Problem to solve: In the records that follow, find each line with "drawer" and pull it out.

[Stored data entries]
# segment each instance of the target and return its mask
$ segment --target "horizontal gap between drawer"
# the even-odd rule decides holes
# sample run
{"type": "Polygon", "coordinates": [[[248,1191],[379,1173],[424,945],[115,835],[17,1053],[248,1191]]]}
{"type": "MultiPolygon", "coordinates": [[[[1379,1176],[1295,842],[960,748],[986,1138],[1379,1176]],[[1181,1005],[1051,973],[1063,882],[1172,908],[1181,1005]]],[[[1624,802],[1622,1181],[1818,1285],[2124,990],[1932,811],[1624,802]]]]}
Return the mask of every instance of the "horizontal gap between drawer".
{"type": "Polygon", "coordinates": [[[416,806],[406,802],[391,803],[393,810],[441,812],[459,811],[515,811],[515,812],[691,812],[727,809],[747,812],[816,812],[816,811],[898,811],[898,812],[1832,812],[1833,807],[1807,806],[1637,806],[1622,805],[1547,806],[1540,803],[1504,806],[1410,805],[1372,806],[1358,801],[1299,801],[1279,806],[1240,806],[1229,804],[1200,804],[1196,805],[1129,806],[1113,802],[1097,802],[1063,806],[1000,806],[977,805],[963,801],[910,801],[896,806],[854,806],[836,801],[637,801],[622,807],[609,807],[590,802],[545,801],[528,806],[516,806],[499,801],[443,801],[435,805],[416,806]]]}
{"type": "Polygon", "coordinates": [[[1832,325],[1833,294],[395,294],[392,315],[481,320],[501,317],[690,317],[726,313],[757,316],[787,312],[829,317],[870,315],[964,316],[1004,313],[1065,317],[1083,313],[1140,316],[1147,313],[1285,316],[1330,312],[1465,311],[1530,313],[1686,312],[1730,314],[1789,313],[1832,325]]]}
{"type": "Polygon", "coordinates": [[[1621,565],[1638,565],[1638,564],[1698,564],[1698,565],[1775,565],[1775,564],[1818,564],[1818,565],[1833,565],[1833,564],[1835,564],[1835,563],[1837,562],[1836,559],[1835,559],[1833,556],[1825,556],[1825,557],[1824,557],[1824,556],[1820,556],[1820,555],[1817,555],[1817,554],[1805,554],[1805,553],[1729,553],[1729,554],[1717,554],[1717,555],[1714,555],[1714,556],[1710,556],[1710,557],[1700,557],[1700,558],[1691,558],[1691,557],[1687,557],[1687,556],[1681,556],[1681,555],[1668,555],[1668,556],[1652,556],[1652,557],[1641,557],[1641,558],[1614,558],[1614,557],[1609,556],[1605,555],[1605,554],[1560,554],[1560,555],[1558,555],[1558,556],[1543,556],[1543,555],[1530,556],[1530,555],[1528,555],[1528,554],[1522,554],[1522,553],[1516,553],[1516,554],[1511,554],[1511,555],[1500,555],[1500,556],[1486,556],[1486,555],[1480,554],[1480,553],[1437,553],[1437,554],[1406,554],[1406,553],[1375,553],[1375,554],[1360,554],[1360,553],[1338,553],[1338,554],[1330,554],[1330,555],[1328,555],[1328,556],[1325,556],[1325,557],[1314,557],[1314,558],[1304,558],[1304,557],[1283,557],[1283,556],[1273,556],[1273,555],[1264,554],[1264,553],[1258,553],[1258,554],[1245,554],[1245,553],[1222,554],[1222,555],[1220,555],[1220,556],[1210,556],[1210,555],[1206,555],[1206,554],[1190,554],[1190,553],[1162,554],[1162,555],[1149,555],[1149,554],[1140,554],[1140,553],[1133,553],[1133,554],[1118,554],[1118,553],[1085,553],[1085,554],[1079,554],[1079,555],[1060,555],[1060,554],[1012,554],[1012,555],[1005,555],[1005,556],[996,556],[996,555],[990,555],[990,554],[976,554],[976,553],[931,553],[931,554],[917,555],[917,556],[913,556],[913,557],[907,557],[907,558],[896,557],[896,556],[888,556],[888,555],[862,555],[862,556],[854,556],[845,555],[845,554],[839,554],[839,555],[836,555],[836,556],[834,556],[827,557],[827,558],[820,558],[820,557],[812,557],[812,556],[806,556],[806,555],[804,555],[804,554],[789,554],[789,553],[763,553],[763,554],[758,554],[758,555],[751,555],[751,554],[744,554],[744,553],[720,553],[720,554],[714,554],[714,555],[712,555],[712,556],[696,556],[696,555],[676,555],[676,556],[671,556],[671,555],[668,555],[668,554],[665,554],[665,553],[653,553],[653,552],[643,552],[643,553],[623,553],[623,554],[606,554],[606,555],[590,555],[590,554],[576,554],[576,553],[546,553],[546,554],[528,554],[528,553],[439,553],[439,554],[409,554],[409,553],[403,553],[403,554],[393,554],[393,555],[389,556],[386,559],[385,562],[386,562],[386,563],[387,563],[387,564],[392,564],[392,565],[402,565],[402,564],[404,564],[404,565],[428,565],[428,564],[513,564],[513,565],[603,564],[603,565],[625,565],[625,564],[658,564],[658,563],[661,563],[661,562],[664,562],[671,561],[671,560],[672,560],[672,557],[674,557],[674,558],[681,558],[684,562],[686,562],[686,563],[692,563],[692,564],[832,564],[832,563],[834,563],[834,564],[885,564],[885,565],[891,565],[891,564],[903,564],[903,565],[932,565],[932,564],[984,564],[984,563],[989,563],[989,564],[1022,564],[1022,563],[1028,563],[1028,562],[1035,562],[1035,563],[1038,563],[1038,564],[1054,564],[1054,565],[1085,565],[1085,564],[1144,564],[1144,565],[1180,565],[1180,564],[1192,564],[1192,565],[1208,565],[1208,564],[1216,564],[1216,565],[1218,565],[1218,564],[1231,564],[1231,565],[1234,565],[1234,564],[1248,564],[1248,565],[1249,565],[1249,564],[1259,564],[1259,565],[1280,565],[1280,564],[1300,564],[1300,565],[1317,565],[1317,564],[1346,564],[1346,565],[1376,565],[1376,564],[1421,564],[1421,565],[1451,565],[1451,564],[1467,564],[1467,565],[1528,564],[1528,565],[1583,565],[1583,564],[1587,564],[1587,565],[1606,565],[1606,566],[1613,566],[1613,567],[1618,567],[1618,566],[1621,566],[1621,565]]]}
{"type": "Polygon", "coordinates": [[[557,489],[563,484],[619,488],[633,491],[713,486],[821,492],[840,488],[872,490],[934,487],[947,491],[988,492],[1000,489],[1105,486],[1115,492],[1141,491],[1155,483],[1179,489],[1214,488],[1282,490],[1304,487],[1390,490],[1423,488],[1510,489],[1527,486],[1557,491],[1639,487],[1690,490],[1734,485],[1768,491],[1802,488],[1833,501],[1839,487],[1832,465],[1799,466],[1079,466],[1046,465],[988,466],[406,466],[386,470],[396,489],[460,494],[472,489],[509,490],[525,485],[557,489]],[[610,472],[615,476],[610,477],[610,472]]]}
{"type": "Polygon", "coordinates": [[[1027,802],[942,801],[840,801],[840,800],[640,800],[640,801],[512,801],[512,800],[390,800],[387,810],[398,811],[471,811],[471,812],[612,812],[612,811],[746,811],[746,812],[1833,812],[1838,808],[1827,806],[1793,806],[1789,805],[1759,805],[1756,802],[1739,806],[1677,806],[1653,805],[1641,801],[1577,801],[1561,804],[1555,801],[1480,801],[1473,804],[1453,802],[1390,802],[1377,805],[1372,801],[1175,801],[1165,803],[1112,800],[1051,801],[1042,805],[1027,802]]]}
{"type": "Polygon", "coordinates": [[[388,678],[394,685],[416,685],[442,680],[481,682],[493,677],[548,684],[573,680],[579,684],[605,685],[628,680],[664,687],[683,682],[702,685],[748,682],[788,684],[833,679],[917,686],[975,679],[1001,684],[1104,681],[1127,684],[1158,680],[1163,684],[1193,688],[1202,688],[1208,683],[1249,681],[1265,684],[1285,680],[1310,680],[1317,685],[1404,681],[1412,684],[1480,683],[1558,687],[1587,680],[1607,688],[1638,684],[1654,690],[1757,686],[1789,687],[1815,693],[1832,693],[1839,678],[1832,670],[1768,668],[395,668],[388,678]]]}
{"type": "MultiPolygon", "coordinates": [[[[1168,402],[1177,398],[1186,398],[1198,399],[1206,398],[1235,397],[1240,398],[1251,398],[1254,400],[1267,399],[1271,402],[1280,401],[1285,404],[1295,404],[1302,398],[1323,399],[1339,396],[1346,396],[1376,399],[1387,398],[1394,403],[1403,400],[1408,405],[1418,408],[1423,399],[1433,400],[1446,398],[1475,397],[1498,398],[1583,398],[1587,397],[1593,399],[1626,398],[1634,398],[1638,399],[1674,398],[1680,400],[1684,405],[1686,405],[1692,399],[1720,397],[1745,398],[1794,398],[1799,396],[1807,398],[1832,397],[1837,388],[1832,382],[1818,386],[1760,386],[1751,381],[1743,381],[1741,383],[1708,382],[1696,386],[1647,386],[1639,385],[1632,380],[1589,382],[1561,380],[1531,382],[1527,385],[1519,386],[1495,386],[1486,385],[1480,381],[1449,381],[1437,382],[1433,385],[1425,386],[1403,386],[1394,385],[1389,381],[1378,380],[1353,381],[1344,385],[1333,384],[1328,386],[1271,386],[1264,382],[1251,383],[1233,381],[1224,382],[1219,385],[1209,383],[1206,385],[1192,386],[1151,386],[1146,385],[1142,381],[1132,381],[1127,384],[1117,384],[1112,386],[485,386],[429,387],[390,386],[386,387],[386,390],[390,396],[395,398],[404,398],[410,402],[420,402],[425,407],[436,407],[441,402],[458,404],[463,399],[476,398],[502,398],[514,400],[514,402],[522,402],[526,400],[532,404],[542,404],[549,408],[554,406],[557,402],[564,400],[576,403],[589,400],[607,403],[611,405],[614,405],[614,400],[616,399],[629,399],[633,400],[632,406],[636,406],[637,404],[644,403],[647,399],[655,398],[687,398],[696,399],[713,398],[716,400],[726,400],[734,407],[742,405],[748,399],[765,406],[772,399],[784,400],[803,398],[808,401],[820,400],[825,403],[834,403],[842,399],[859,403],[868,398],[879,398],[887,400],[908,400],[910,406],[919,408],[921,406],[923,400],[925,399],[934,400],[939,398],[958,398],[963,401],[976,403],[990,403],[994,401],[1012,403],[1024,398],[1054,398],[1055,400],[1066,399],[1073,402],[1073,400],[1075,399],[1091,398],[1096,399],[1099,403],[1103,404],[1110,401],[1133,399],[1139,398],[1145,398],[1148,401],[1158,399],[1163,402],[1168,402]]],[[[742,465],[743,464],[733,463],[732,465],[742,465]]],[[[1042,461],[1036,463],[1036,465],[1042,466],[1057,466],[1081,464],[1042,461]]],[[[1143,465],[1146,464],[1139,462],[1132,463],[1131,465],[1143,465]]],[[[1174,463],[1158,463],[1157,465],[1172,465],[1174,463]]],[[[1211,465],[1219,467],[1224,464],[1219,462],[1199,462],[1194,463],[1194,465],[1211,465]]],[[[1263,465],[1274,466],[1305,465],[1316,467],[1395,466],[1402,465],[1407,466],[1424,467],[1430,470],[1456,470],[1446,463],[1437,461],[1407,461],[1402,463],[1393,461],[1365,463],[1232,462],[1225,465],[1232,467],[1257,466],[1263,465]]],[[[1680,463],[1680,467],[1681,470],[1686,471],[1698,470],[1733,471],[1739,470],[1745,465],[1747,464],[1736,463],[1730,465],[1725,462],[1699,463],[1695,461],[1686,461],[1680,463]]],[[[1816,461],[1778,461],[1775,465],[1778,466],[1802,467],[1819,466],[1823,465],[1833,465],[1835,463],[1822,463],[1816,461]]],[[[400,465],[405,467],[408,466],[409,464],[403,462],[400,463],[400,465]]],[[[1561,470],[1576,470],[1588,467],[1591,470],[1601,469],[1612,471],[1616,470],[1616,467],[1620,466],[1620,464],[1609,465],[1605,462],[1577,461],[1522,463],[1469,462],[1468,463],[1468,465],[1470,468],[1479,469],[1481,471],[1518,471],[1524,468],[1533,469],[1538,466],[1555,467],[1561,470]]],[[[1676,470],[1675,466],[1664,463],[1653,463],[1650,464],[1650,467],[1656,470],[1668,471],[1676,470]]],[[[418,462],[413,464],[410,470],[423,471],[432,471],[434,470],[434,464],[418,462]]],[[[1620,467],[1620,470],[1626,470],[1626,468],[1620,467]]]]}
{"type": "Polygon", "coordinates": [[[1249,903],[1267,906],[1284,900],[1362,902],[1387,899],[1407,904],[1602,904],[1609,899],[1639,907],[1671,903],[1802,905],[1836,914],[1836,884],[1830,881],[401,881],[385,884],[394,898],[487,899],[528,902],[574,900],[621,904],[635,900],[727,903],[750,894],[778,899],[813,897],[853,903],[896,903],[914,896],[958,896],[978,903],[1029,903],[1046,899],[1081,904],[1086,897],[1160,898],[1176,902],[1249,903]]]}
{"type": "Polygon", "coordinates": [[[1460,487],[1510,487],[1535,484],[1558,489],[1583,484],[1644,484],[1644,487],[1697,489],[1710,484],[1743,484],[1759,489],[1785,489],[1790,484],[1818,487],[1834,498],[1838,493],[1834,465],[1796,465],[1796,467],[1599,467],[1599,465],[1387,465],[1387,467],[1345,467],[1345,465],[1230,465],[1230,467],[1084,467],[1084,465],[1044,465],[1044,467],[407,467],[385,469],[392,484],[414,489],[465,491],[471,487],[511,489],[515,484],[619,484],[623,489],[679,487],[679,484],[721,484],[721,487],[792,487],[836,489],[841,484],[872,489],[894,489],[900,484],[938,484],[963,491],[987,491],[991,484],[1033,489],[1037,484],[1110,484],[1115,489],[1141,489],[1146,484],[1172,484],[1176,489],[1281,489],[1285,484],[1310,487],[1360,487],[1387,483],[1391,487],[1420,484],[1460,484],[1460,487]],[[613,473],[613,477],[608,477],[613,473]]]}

Answer space:
$ segment --target "horizontal gap between drawer"
Return the mask of every instance of the "horizontal gap between drawer".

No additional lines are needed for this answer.